§ SHORT TASK: Transcribe every entry word for word, leaving out all images.

-- BEGIN --

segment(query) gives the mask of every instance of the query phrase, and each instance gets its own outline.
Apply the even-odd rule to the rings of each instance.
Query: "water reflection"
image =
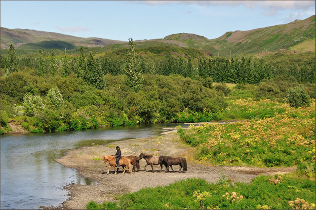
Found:
[[[77,174],[54,160],[68,149],[159,135],[175,124],[101,128],[80,131],[1,136],[1,209],[37,209],[58,206],[67,198],[62,186],[97,182]],[[188,126],[188,125],[187,125]]]

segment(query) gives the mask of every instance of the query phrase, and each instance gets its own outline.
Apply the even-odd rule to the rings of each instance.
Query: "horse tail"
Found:
[[[186,158],[184,157],[183,157],[183,159],[184,162],[183,164],[183,169],[185,171],[187,171],[188,170],[188,168],[187,168],[187,160],[186,160]]]
[[[129,172],[131,173],[131,165],[130,165],[130,160],[129,159],[127,158],[128,160],[128,170],[129,170]]]
[[[140,169],[140,165],[139,165],[139,160],[136,160],[136,167],[137,170]]]

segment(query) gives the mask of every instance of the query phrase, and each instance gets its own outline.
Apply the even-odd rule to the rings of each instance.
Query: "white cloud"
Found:
[[[307,10],[302,12],[293,12],[290,14],[284,21],[286,23],[291,22],[295,20],[302,20],[304,17],[311,16],[314,15],[315,15],[315,11],[312,10]]]
[[[91,30],[91,29],[88,28],[78,27],[75,26],[70,27],[62,27],[60,26],[56,26],[56,28],[63,33],[74,33]]]
[[[260,8],[264,10],[263,14],[275,15],[279,10],[305,10],[315,8],[313,1],[137,1],[138,4],[148,5],[166,4],[196,5],[204,7],[243,6],[246,8]]]

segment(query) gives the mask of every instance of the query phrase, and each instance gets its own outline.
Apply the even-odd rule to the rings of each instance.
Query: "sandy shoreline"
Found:
[[[259,174],[273,174],[276,173],[289,172],[296,167],[255,168],[240,166],[214,166],[200,164],[193,156],[194,148],[181,142],[175,131],[159,136],[140,138],[112,142],[106,145],[86,146],[70,150],[63,157],[56,160],[63,165],[77,170],[78,174],[96,180],[97,185],[71,184],[67,188],[70,190],[71,197],[63,203],[65,209],[86,209],[86,205],[91,200],[98,203],[105,201],[114,201],[117,195],[128,192],[134,192],[144,187],[166,185],[179,179],[201,177],[209,182],[216,182],[219,173],[223,171],[227,178],[233,181],[249,182],[251,179]],[[160,144],[159,147],[159,144]],[[140,169],[129,174],[122,174],[121,167],[118,174],[114,174],[113,168],[110,174],[106,172],[108,163],[103,164],[102,160],[93,160],[93,158],[115,153],[115,147],[119,146],[123,156],[139,155],[144,152],[154,156],[168,155],[182,156],[187,159],[188,171],[179,173],[179,166],[175,166],[175,172],[159,173],[160,165],[154,165],[154,172],[151,172],[150,166],[144,172],[145,161],[140,160]]]

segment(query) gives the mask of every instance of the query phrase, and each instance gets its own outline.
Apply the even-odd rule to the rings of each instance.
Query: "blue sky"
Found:
[[[179,33],[215,39],[228,31],[315,15],[315,1],[1,1],[1,27],[127,41]]]

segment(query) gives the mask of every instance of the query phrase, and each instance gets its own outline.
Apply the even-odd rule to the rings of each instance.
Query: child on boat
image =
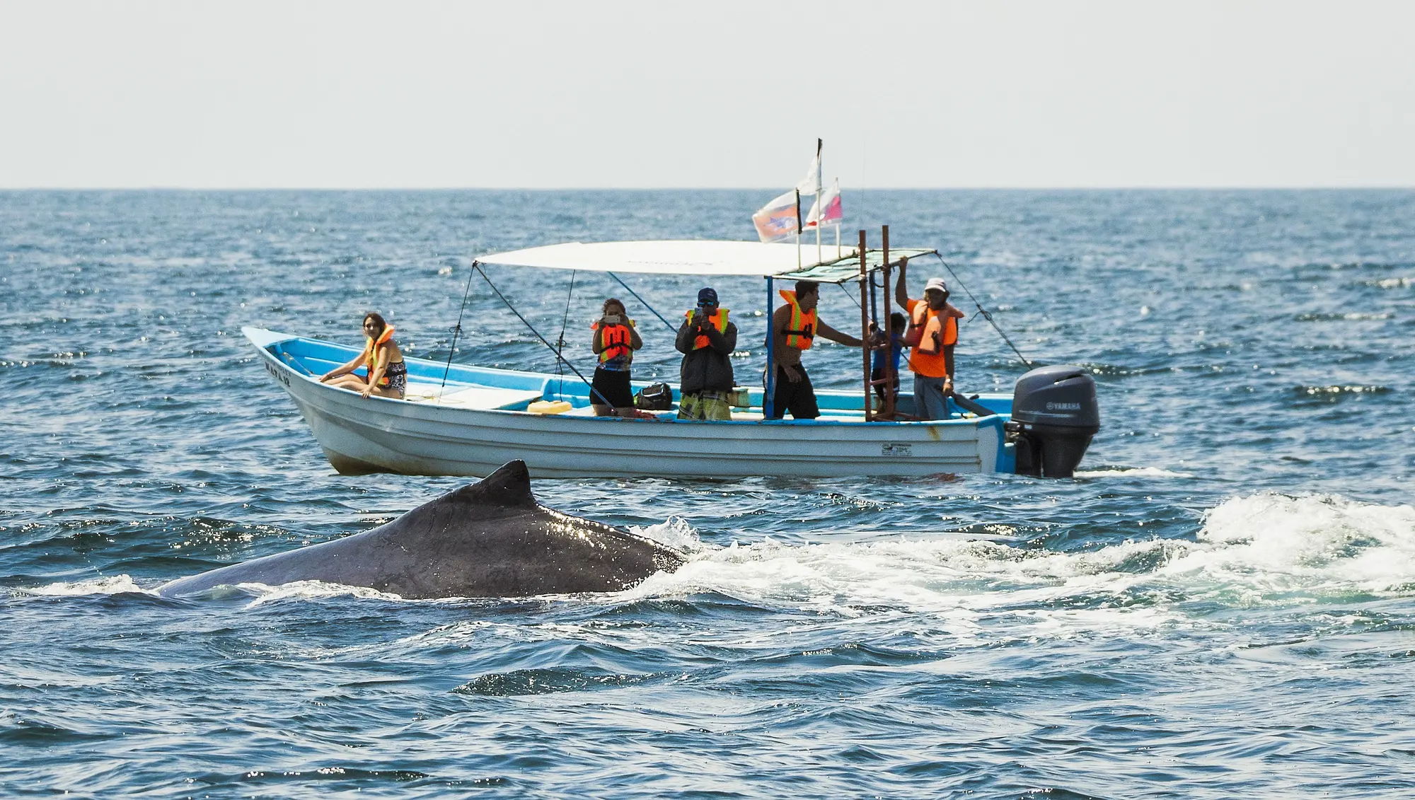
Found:
[[[611,297],[604,301],[601,315],[590,325],[590,349],[600,356],[590,382],[590,404],[596,417],[637,417],[634,389],[630,386],[630,365],[634,351],[644,346],[634,321],[624,304]]]
[[[870,324],[873,328],[873,322]],[[904,349],[904,328],[908,327],[908,318],[899,311],[890,314],[889,317],[889,336],[886,338],[879,329],[874,331],[874,338],[870,343],[870,349],[874,351],[874,360],[870,365],[870,380],[884,380],[884,359],[890,359],[894,365],[894,394],[899,396],[899,356]],[[884,384],[874,384],[874,394],[879,399],[884,399]]]
[[[408,365],[403,363],[403,352],[393,342],[393,327],[376,311],[369,311],[364,315],[364,336],[368,339],[364,351],[347,365],[320,376],[320,383],[358,392],[364,397],[378,394],[402,400],[408,390]],[[354,375],[361,366],[365,367],[366,382]]]

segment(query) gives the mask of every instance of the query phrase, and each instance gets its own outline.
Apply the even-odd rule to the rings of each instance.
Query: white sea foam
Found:
[[[1248,606],[1415,592],[1415,507],[1252,495],[1211,509],[1194,540],[1125,540],[1057,553],[981,540],[890,540],[703,550],[624,598],[720,592],[855,615],[876,606],[969,615],[1047,605],[1041,618],[1182,622],[1174,599]],[[1136,595],[1159,598],[1135,606]],[[1114,604],[1111,602],[1114,596]],[[1053,601],[1085,598],[1087,611]],[[1135,608],[1132,608],[1135,606]]]
[[[86,595],[157,595],[154,589],[139,587],[130,575],[110,575],[105,578],[89,578],[86,581],[59,581],[34,588],[18,588],[16,592],[40,596],[86,596]]]
[[[661,544],[669,547],[676,547],[688,553],[698,553],[705,546],[700,539],[698,539],[698,531],[693,526],[688,524],[683,517],[668,517],[666,520],[651,524],[651,526],[630,526],[631,533],[642,536],[644,539],[652,539]]]
[[[1274,594],[1407,594],[1415,588],[1415,507],[1332,495],[1225,500],[1166,575],[1201,575],[1248,602]]]

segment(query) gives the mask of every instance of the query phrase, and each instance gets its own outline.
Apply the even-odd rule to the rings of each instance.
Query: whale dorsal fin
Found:
[[[457,489],[454,495],[461,502],[487,506],[535,507],[536,505],[535,495],[531,493],[531,472],[521,459],[502,464],[491,475]]]

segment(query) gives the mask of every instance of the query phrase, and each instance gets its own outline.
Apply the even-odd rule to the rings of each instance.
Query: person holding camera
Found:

-- END --

§ REPLY:
segment(query) gives the mask of every instance of the query phrase, and each instance gets its own outline.
Apply the even-odd rule to the rings of each instance.
Query: "water reflection"
image =
Found:
[[[77,174],[54,160],[68,149],[159,135],[175,124],[101,128],[80,131],[1,136],[1,209],[37,209],[58,206],[67,198],[62,186],[97,182]],[[188,126],[188,125],[187,125]]]

segment(query) gives the mask of every instance of the query phrase, and each instance gets its own outline.
Apply the even-odd rule to the rings of each instance.
Query: "horse tail"
Found:
[[[186,158],[184,157],[183,157],[183,159],[184,162],[183,164],[183,169],[185,171],[187,171],[188,170],[188,168],[187,168],[187,160],[186,160]]]
[[[129,172],[131,173],[131,165],[130,165],[130,160],[129,159],[127,158],[128,160],[128,170],[129,170]]]
[[[140,169],[140,165],[139,165],[139,160],[136,160],[136,167],[137,170]]]

segment(query) gives the mask of every instance of the query phrase, and each instance gets its own outline.
Apply the even-odd rule to the rings of each instance.
Query: "white cloud"
Found:
[[[307,10],[302,12],[293,12],[290,14],[284,21],[286,23],[291,22],[295,20],[302,20],[304,17],[311,16],[314,15],[315,15],[315,11],[312,10]]]
[[[91,30],[91,29],[88,28],[78,27],[75,26],[70,27],[62,27],[60,26],[56,26],[56,28],[63,33],[74,33]]]
[[[260,8],[264,10],[263,14],[275,15],[279,10],[305,10],[315,8],[313,1],[137,1],[138,4],[148,5],[166,4],[196,5],[204,7],[243,6],[246,8]]]

segment(query) gives the mask of every instance of the query phrase, and each instance gets its own outline.
Apply the even-odd rule to the rings of each instance.
Query: "sandy shoreline"
Found:
[[[259,174],[273,174],[276,173],[289,172],[296,167],[255,168],[240,166],[214,166],[200,164],[193,156],[194,148],[181,142],[175,131],[159,136],[140,138],[112,142],[106,145],[86,146],[70,150],[63,157],[56,160],[63,165],[77,170],[78,174],[96,180],[97,185],[71,184],[67,188],[70,190],[71,197],[63,203],[65,209],[86,209],[86,205],[91,200],[98,203],[105,201],[114,201],[117,195],[128,192],[134,192],[144,187],[166,185],[179,179],[201,177],[209,182],[216,182],[219,173],[223,171],[227,178],[233,181],[249,182],[251,179]],[[160,144],[159,147],[159,144]],[[140,169],[129,174],[122,174],[121,167],[118,174],[114,174],[113,168],[110,174],[106,172],[108,163],[103,164],[102,160],[93,160],[93,158],[115,153],[115,147],[119,146],[123,156],[139,155],[144,152],[154,156],[168,155],[182,156],[187,159],[188,171],[179,173],[179,166],[175,166],[175,172],[159,173],[160,165],[154,165],[154,172],[151,172],[150,166],[144,172],[145,161],[140,160]]]

segment(query) gives the mask of every instance of the query phrase, and each instance gets its own outline.
Apply the even-odd rule to the rings of each instance.
Query: "blue sky"
Found:
[[[179,33],[215,39],[228,31],[315,15],[315,1],[1,1],[1,27],[127,41]]]

segment(query) gives the mask of every instance of the query phrase, and each instance gets its own outline.
Apply the even-odd rule to the rings of each instance.
Query: child on boat
image =
Found:
[[[611,297],[604,301],[601,315],[590,325],[590,349],[600,356],[590,382],[590,404],[596,417],[637,417],[634,389],[630,386],[630,365],[634,351],[644,346],[634,321],[624,304]]]
[[[870,324],[873,328],[873,322]],[[904,349],[904,328],[908,327],[908,318],[899,311],[890,314],[889,317],[889,336],[886,338],[879,329],[874,331],[874,338],[870,343],[870,349],[874,351],[874,360],[870,365],[870,380],[884,380],[884,359],[890,359],[894,365],[894,394],[899,396],[899,356]],[[884,384],[874,384],[874,394],[879,399],[884,399]]]
[[[408,365],[403,363],[403,352],[393,342],[393,327],[376,311],[369,311],[364,315],[364,336],[368,339],[364,351],[347,365],[320,376],[320,383],[358,392],[364,397],[378,394],[402,400],[408,390]],[[354,375],[361,366],[365,367],[366,382]]]

segment(query) gives the mask of every instance of the query phrase, and each instance gets its own outline.
Apply the even-odd rule to the rings of each instance.
Query: white sea foam
Found:
[[[1248,606],[1415,592],[1415,507],[1252,495],[1211,509],[1194,540],[1125,540],[1057,553],[981,540],[890,540],[703,550],[624,598],[720,592],[855,615],[876,606],[969,615],[1047,605],[1041,618],[1182,622],[1174,599]],[[1136,595],[1159,598],[1135,606]],[[1114,604],[1111,602],[1114,596]],[[1053,601],[1085,598],[1087,611]],[[1135,608],[1132,608],[1135,606]]]
[[[86,595],[157,595],[154,589],[139,587],[130,575],[110,575],[105,578],[89,578],[86,581],[59,581],[34,588],[18,588],[16,592],[40,596],[86,596]]]
[[[661,544],[669,547],[676,547],[688,553],[698,553],[705,546],[700,539],[698,539],[698,531],[693,526],[688,524],[683,517],[668,517],[666,520],[651,524],[651,526],[630,526],[631,533],[642,536],[644,539],[652,539]]]
[[[1274,594],[1407,594],[1415,588],[1415,507],[1332,495],[1225,500],[1166,575],[1201,575],[1248,602]]]

segment(query) gives the mask of every instance of the query phrase, and each instance gets its own outline.
Apply the even-odd rule to the rings of each instance.
Query: whale dorsal fin
Found:
[[[457,489],[454,495],[461,502],[487,506],[535,507],[536,505],[535,495],[531,493],[531,472],[521,459],[502,464],[491,475]]]

segment(query) gives the mask of every instance of the query phrase, and each instance gets its own outline.
Apply the even-odd rule to the rings of each instance.
Query: person holding camera
Found:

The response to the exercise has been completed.